▶ [WORK TASK 1]:
Copy the section of the passage on gain-of-function research guidance starting with "The 2024 guidance" and going on through "pandemic virus studies.".
▶ [WORK TASK 2]:
Translate this sentence from the passage on gain-of-function research guidance into Spanish: "Many scientists say that researchers and NIH should not be the primary entities conducting cost–benefit analyses of pandemic virus studies."
▶ [WORK TASK 3]:
Using the passage on gain-of-function research guidance, answer each question briefly.
(a) On what date was the 2024 guidance previously expected to go into effect?
(b) Which group did Parker previously head?
(c) What position did Robert Redfield formerly hold?

The latest policy guidance on gain-of-function research, unveiled under the Biden administration in 2024, was previously expected to go into effect May 6. According to a March 25 letter cosigned by the American Society for Microbiology, the Association for Biosafety and Biosecurity International, and Council on Governmental Relations, organizations that conduct pathogen research have not received direction from the NIH on that guidance — suggesting the executive order would supersede the May 6 deadline.

The 2024 guidance altered the scope of experiments subject to more rigorous review, but charged researchers, universities and funding agencies like NIH with its implementation, which critics say disincentivizes reporting. Many scientists say that researchers and NIH should not be the primary entities conducting cost–benefit analyses of pandemic virus studies. 

Parker previously served as the head of the National Science Advisory Board for Biosecurity (NSABB), a group of outside experts that advises NIH on biosecurity matters, and in that role recommended that Congress stand up a new government agency to advise on gain-of-function research. Former Centers for Disease Control and Prevention Director Robert Redfield has also endorsed moving gain-of-function research decision making out of the NIH to an independent commission.

Dataset excerpts:
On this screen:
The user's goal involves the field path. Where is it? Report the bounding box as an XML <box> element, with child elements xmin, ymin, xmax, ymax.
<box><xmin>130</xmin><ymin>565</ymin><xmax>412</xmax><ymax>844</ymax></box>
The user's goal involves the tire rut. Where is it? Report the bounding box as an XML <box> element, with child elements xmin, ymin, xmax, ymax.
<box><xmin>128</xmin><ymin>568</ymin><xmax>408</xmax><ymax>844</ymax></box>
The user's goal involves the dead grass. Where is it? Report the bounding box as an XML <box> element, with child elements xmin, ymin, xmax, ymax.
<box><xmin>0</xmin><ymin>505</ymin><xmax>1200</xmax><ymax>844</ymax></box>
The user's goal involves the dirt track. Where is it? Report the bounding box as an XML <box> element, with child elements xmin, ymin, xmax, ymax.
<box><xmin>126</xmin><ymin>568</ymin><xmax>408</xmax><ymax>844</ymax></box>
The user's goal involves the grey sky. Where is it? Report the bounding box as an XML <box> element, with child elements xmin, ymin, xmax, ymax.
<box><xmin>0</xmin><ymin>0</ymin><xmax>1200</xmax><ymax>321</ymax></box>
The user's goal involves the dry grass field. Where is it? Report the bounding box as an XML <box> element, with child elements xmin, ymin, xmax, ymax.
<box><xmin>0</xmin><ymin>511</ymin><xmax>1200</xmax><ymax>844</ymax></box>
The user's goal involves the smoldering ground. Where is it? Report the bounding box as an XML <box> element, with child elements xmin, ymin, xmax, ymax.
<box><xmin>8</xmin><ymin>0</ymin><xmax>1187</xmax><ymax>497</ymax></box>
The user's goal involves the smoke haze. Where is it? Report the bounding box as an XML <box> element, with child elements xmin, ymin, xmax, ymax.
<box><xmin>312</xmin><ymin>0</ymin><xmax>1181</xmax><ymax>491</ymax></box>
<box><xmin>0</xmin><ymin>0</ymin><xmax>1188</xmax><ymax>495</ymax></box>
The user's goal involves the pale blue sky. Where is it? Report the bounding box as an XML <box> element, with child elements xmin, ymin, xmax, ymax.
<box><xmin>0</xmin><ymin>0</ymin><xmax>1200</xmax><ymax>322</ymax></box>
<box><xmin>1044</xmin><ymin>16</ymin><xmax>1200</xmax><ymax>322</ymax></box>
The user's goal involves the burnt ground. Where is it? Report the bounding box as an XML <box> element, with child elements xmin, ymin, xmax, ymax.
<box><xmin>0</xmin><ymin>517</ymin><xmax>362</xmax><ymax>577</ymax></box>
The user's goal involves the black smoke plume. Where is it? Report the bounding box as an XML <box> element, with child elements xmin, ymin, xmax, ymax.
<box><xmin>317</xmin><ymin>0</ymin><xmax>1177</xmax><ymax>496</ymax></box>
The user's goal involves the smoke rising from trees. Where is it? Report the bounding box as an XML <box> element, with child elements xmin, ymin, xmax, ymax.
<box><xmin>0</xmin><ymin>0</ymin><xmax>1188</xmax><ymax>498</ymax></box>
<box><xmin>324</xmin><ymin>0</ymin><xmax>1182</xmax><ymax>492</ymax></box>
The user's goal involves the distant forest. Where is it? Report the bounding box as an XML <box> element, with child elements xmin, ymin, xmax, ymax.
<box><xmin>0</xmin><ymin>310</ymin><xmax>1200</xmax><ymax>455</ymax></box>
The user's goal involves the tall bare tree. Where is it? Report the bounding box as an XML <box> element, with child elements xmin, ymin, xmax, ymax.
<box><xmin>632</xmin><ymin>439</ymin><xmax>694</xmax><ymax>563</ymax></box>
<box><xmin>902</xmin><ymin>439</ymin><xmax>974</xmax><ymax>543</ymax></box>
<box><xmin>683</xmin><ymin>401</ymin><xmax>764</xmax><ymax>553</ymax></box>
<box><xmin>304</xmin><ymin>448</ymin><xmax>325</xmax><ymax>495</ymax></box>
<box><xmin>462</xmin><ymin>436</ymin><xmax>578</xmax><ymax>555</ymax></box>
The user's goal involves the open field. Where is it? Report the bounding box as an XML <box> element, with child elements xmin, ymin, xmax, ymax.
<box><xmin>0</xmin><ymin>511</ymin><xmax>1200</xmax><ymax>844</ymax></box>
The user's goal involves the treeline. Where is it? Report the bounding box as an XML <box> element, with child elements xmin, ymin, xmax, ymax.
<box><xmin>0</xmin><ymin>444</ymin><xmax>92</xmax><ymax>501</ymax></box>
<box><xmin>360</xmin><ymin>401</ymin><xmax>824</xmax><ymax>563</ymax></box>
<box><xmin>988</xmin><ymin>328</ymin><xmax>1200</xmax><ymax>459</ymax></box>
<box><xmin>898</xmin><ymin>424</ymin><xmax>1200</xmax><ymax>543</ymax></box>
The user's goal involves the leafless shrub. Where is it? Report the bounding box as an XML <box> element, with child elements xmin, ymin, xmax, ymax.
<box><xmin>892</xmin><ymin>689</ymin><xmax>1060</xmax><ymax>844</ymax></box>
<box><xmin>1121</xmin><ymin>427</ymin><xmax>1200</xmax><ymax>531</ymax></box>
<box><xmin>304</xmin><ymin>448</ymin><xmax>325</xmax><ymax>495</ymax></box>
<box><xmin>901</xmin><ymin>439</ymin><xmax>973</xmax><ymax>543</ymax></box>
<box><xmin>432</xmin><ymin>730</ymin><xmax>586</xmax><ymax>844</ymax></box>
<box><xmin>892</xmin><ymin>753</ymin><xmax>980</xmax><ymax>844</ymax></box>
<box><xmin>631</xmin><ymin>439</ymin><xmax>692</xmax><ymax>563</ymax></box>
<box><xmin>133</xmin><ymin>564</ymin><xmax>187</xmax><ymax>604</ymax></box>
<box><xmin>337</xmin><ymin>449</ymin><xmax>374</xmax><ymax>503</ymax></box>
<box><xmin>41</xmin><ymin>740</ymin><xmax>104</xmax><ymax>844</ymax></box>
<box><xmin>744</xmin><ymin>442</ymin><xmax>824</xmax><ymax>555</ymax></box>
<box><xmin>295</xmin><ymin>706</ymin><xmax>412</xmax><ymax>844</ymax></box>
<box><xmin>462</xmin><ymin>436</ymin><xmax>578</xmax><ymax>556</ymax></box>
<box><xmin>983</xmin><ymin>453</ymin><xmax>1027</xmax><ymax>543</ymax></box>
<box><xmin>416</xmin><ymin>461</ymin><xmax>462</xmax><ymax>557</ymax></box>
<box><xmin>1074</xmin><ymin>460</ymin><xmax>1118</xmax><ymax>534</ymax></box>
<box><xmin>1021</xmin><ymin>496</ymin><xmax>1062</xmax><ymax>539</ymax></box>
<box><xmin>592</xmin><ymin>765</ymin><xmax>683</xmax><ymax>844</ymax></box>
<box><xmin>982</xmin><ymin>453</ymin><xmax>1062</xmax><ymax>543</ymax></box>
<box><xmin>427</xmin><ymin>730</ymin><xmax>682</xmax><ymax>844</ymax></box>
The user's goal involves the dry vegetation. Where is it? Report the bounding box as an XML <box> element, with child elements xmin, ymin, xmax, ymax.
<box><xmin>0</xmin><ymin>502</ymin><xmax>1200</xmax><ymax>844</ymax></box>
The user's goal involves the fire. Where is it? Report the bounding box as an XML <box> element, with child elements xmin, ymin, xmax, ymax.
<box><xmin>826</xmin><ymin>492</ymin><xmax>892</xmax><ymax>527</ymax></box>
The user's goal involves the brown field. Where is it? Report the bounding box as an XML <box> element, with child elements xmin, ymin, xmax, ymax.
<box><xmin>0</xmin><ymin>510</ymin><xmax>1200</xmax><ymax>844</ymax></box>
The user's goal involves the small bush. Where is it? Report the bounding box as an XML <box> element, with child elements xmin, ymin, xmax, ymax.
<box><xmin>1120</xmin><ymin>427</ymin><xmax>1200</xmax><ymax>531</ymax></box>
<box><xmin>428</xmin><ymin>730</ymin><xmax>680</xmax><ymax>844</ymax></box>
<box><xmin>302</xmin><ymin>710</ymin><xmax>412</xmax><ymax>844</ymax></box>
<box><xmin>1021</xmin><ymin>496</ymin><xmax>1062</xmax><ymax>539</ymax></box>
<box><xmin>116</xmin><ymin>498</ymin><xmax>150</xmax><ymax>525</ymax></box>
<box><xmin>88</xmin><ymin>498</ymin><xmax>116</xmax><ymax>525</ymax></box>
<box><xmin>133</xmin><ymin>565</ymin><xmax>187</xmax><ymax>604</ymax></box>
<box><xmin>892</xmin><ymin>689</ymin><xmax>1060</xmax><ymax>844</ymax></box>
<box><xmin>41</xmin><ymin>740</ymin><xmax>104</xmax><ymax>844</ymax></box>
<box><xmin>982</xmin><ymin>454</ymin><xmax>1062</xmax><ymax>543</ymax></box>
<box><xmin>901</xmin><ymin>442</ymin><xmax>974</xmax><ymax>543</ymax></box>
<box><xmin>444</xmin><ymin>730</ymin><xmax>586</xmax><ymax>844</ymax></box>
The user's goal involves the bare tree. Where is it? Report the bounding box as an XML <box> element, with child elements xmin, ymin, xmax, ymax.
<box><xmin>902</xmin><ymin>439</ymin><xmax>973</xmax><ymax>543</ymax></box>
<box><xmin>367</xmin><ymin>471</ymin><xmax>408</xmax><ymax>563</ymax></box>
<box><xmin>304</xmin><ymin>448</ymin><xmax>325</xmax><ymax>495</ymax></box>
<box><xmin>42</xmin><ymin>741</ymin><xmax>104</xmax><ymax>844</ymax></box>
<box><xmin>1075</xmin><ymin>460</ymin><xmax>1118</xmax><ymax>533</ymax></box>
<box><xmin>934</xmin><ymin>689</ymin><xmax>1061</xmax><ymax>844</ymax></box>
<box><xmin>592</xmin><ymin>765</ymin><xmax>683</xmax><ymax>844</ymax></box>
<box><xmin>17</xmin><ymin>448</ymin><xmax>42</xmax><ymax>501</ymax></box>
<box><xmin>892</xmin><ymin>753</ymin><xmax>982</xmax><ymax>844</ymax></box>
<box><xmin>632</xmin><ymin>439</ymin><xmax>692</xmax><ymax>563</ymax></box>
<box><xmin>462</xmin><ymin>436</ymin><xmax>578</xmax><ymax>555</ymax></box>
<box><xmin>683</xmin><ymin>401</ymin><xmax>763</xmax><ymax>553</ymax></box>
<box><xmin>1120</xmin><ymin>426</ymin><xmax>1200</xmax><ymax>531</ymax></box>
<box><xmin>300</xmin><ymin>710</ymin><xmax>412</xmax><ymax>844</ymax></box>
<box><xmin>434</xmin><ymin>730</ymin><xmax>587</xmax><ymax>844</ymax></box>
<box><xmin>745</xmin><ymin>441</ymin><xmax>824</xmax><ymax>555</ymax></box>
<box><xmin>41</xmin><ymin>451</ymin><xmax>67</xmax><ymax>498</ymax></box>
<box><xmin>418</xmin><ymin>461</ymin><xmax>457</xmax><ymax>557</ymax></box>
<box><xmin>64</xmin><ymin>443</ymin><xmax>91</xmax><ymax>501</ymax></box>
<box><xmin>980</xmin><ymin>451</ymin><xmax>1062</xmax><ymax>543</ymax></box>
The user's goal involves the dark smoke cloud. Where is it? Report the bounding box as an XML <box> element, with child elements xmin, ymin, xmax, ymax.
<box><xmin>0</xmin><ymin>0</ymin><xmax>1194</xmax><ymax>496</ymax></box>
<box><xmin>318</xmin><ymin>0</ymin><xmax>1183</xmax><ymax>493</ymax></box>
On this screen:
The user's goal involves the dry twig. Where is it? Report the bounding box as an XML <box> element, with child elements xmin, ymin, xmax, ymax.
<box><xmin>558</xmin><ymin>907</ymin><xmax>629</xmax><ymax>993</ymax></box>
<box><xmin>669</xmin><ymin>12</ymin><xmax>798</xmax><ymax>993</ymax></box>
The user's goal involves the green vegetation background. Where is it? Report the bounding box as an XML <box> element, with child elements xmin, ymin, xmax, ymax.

▶ [EXERCISE RESULT 1]:
The 2024 guidance altered the scope of experiments subject to more rigorous review, but charged researchers, universities and funding agencies like NIH with its implementation, which critics say disincentivizes reporting. Many scientists say that researchers and NIH should not be the primary entities conducting cost–benefit analyses of pandemic virus studies.

▶ [EXERCISE RESULT 2]:
Muchos científicos afirman que los investigadores y los NIH no deberían ser las entidades principales que realicen los análisis de costo-beneficio de los estudios sobre virus pandémicos.

▶ [EXERCISE RESULT 3]:
(a) May 6
(b) The National Science Advisory Board for Biosecurity (NSABB)
(c) Director of the Centers for Disease Control and Prevention